*** Study material Section Begins ***

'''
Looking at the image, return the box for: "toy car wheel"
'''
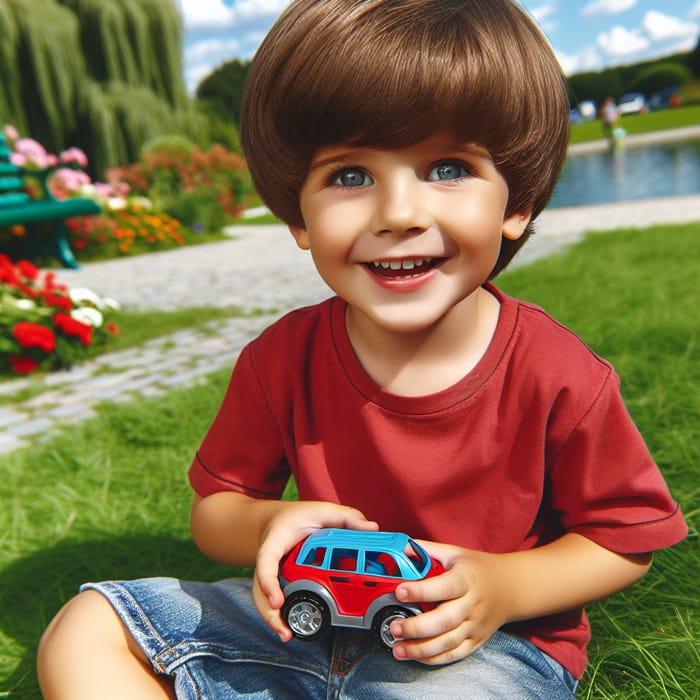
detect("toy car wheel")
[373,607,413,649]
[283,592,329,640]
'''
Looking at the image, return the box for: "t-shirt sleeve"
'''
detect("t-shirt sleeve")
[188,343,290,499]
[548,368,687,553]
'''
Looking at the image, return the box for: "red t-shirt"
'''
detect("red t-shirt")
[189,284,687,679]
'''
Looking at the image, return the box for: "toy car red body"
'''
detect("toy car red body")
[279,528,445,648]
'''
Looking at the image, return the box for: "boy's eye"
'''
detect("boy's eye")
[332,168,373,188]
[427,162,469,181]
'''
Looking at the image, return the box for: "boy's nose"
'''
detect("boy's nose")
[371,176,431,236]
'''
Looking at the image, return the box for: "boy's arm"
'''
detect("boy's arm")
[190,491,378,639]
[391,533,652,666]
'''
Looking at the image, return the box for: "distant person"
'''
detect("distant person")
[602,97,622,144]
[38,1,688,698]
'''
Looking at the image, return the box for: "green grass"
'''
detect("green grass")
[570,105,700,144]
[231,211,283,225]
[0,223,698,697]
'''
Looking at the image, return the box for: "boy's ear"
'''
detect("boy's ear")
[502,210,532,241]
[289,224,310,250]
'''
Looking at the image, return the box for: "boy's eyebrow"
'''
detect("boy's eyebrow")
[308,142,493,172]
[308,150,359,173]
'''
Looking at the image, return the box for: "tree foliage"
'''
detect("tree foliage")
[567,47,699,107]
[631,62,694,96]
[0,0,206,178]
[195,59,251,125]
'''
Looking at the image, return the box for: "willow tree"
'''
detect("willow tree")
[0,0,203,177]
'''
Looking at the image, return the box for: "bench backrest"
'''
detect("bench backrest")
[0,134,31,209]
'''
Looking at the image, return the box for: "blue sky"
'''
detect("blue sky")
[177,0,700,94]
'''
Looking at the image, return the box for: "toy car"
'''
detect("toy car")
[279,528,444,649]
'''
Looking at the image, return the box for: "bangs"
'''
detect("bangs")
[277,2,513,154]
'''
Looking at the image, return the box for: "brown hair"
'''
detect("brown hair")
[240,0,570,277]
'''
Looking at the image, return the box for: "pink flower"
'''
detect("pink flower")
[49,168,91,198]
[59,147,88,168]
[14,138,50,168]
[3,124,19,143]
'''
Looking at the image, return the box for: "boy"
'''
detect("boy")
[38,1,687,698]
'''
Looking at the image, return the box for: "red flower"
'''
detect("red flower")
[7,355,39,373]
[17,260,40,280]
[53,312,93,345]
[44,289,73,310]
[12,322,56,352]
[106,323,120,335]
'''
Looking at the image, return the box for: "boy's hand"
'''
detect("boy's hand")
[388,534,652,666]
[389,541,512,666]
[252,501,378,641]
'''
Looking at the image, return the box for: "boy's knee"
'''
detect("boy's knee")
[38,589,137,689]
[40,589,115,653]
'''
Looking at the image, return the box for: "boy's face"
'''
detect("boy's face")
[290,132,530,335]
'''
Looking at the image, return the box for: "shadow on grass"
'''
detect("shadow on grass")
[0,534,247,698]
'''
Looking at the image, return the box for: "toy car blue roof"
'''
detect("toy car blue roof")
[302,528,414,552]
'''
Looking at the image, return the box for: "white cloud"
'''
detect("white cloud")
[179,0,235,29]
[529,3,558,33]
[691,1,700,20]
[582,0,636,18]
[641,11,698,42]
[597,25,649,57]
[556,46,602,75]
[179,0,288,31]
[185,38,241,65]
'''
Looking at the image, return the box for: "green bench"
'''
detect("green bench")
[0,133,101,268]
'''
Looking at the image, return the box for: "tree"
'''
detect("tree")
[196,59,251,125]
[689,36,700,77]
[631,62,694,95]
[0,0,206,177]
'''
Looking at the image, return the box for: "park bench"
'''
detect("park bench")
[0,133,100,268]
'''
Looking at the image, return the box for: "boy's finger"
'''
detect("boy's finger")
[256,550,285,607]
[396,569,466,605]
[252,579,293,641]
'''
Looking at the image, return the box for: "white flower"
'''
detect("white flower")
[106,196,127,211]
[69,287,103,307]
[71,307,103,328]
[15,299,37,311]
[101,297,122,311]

*** Study material Section Ends ***

Required action:
The data must be reproduced exactly, and no picture may appear in the copy.

Task solution:
'''
Looking at the image, return the box for: "toy car wheel"
'''
detect("toy car wheel")
[373,607,413,649]
[283,592,329,640]
'''
Looking at the image, return the box for: "t-shirt sleeve"
'''
detect("t-shirt sleeve")
[188,343,290,499]
[548,368,687,553]
'''
Looking at the image, return the box for: "red t-shirt"
'''
detect("red t-shirt")
[189,284,687,679]
'''
Looking at the image, return the box for: "toy car red body"
'''
detect("toy car red body")
[279,528,445,648]
'''
Looking at the image, return the box for: "boy's eye"
'''
detect("boy's eye")
[332,168,373,188]
[427,162,469,181]
'''
Looking at the image, return the box for: "boy's nose"
'''
detect("boy's nose")
[371,176,431,236]
'''
Looking at the image, return the box for: "boy's arm"
'''
detect("boy's arm")
[190,491,378,639]
[391,533,652,666]
'''
Looking at the image, return the box for: "distant person"
'''
detect("distant person")
[602,97,622,144]
[38,1,688,698]
'''
Looking at the image, return the box for: "green grass"
'''
detect("green grass")
[570,105,700,144]
[231,211,283,225]
[0,223,698,697]
'''
Looking at the image, return the box for: "boy's ear"
'''
detect("boy's ear")
[502,210,532,241]
[289,224,310,250]
'''
Looking at the image, return the box for: "boy's eyebrow"
'''
detect("boy's eyebrow")
[308,142,493,172]
[308,150,359,173]
'''
Looking at the image, return the box for: "tree foliage"
'''
detect("tree foliage")
[567,47,699,107]
[631,62,694,96]
[0,0,206,178]
[195,59,251,125]
'''
Looking at the image, return the box for: "willow tree"
'''
detect("willow tree")
[0,0,203,177]
'''
Looking at the image, return the box for: "bench backrest"
'''
detect("bench backrest")
[0,134,31,209]
'''
Looking at the image, return the box for: "blue sky"
'''
detect("blue sky")
[177,0,700,94]
'''
Looking at the image, return the box for: "toy car"
'''
detect("toy car")
[279,528,444,649]
'''
Looking at the image, return the box for: "bangs"
'''
detect("bangs")
[277,2,513,154]
'''
Looking at the image, return the box for: "brown hair"
'''
detect("brown hair")
[240,0,570,277]
'''
Looking at the image, return the box for: "pink flower"
'''
detect("pink flower")
[49,168,91,198]
[59,147,88,168]
[14,138,50,168]
[3,124,19,143]
'''
Looking at the image, return the box for: "boy"
'''
detect("boy")
[38,1,687,698]
'''
Looking at the image, return the box for: "red flower"
'''
detect("red flower")
[7,355,39,373]
[17,260,40,280]
[53,312,93,345]
[44,289,73,310]
[12,322,56,352]
[106,323,120,335]
'''
Looking at the image, return the box for: "boy's hand"
'''
detect("boy's hand")
[388,534,652,666]
[389,541,512,666]
[252,501,378,641]
'''
Looking at the image, return the box for: "boy's knee"
'''
detect("boy's knee")
[38,589,137,689]
[40,589,115,653]
'''
Looking at the image, return the box for: "boy's face"
'''
detect("boy's face")
[290,132,530,335]
'''
Looking at the image, return the box for: "shadow on grass"
'''
detect("shadow on grass")
[0,534,247,698]
'''
Looking at the image, return the box for: "toy car blue roof"
'''
detect("toy car blue roof")
[302,528,414,552]
'''
Looking at the image, return the box for: "white cloud"
'''
detect("white cloud")
[179,0,235,29]
[529,3,558,33]
[691,1,700,20]
[582,0,636,18]
[641,11,698,42]
[597,25,649,57]
[556,46,602,75]
[179,0,288,31]
[185,38,241,65]
'''
Looking at the image, return the box for: "green bench"
'''
detect("green bench")
[0,133,101,268]
'''
Looking at the image, return the box for: "tree"
'''
detect("tree")
[196,59,251,125]
[689,36,700,77]
[631,62,694,95]
[0,0,206,177]
'''
Looking at the image, return the box for: "park bench"
'''
detect("park bench")
[0,133,100,268]
'''
Looking at the image, return the box for: "boy's finger"
'''
detect("boy's finger")
[256,550,285,607]
[396,569,466,605]
[252,579,293,641]
'''
Looking at the image, return the box for: "white flower"
'''
detect("white flower")
[106,196,127,211]
[69,287,103,307]
[71,307,103,328]
[15,299,37,311]
[101,297,122,311]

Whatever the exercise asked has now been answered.